POLECENIE:
Wypisz wszystkie osoby, które tekst o zadośćuczynieniu za niesłuszny areszt wymienia z nazwiska.

FRAGMENT TEKSTU:
────────────────────

W normalnym warunkach sprawa powinna kończyć się na tym zdaniu: "Sąd Okręgowy w Warszawie przyznał Ryszardowi Boguckiemu 264 tys. zł zadośćuczynienia za niesłuszny areszt w sprawie zabójstwa gen. Marka Papały". Tyle tylko że mamy Polskę PiS, dlatego wyrok to dopiero początek... problemów sędziego. Prawica, która już nie raz została upokorzona przez Tuleyę, nie zamierza przemilczeć kolejnego prztyczka:
To, że w dzisiejszych czasach nie jest ona w pełni respektowana, nie oznacza, że sądy nie muszą w swoich orzeczeniach do niej sięgać. Obecnie to sądy powszechne stoją na straży ustawy zasadniczej.

────────────────────

WYCIĄG Z DANYCH:
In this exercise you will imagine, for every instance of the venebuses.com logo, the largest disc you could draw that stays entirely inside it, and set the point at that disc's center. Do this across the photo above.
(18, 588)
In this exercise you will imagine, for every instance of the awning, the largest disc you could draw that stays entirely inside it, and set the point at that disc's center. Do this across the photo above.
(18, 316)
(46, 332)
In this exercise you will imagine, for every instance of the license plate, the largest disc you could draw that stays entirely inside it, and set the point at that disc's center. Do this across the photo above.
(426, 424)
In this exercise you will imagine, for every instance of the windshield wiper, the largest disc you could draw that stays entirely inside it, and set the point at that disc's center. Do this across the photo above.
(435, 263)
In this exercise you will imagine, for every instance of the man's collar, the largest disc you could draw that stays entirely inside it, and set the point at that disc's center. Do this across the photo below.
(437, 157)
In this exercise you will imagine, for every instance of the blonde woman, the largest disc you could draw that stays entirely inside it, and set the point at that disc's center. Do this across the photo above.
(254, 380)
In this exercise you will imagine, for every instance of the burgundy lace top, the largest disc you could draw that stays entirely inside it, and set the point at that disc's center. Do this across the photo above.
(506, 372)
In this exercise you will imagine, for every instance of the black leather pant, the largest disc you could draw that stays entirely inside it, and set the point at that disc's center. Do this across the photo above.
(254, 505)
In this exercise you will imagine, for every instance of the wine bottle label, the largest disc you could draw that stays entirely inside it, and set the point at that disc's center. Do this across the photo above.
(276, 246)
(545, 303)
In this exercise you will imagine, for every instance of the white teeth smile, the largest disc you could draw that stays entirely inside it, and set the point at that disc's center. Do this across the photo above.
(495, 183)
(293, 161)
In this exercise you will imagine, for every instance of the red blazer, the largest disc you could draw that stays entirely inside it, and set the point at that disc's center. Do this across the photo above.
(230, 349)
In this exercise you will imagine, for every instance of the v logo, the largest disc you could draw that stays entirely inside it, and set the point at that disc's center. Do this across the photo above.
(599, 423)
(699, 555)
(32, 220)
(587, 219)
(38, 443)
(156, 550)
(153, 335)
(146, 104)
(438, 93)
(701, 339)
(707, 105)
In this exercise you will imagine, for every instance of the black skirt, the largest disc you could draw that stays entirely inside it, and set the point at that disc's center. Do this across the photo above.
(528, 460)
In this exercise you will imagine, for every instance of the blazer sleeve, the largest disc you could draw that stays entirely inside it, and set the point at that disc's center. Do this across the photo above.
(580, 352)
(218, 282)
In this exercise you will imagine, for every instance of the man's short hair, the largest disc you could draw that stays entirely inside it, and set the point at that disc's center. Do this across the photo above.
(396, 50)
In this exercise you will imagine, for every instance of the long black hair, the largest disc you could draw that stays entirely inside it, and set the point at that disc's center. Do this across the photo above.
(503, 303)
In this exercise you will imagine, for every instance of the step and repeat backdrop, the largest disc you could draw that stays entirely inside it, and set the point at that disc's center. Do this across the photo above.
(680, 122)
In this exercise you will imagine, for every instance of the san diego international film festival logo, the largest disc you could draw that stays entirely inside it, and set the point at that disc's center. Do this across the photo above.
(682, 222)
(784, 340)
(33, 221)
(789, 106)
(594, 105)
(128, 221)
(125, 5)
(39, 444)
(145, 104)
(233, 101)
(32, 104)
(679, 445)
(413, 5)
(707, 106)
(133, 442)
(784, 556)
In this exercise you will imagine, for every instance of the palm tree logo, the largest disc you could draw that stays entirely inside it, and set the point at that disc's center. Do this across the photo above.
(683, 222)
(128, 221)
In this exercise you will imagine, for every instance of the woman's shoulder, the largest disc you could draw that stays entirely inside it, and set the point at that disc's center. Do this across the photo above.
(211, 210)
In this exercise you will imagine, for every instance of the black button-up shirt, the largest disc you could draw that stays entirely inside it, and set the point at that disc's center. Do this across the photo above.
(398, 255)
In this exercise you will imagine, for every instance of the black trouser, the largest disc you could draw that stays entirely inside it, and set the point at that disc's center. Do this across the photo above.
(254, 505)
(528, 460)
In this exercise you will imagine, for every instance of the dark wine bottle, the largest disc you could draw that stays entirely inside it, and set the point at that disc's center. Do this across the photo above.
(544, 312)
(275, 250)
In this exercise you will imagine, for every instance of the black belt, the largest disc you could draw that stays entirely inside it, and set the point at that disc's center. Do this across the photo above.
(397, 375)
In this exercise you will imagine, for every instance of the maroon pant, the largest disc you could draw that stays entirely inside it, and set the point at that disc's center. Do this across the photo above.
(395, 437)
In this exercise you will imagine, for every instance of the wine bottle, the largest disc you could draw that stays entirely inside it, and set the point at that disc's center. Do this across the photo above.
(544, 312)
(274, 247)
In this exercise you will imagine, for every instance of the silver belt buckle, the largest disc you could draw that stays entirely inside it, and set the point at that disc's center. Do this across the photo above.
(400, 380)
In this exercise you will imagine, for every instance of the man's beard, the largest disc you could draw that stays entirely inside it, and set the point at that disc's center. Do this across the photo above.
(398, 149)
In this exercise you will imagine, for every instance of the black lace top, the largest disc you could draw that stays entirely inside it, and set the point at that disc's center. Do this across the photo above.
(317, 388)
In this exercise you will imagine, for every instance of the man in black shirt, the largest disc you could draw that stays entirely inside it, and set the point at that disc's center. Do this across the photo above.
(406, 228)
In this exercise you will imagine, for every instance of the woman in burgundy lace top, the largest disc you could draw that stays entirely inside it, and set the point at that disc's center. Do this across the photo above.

────────────────────

ROZWIĄZANIE ZADANIA:
- Ryszard Bogucki
- Marek Papała
- Tuleya